Stored data entries
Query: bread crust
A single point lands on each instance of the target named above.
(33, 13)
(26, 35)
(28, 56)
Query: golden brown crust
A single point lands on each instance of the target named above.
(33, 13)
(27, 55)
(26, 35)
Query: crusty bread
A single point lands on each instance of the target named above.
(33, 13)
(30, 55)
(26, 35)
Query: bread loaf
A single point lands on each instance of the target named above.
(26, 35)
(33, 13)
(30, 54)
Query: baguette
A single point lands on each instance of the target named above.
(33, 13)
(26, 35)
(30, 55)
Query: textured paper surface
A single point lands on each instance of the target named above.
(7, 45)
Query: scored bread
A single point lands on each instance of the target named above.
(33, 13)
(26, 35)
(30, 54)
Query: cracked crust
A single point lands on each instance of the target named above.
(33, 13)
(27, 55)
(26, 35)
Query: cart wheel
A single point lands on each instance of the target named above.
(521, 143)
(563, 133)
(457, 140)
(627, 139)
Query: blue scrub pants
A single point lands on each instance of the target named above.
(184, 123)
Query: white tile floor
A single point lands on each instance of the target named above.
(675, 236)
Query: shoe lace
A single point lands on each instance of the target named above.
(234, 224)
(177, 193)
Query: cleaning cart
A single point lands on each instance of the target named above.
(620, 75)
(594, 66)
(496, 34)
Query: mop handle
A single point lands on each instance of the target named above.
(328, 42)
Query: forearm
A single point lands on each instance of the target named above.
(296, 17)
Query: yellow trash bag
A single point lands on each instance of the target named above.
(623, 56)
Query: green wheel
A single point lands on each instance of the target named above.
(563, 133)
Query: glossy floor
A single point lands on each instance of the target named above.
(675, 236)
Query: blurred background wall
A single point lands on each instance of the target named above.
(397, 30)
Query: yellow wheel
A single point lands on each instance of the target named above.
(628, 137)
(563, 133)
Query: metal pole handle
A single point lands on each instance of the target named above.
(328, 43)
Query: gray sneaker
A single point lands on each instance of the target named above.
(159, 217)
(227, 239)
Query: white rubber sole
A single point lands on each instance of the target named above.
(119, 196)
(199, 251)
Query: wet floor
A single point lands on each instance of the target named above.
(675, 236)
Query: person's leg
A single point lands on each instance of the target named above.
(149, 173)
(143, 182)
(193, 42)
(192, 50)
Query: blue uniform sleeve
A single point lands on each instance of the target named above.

EXERCISE INSTRUCTIONS >> Go through the data and show each line that holds "floor".

TASK RESULT >>
Query: white tile floor
Query: glossy floor
Query: wet floor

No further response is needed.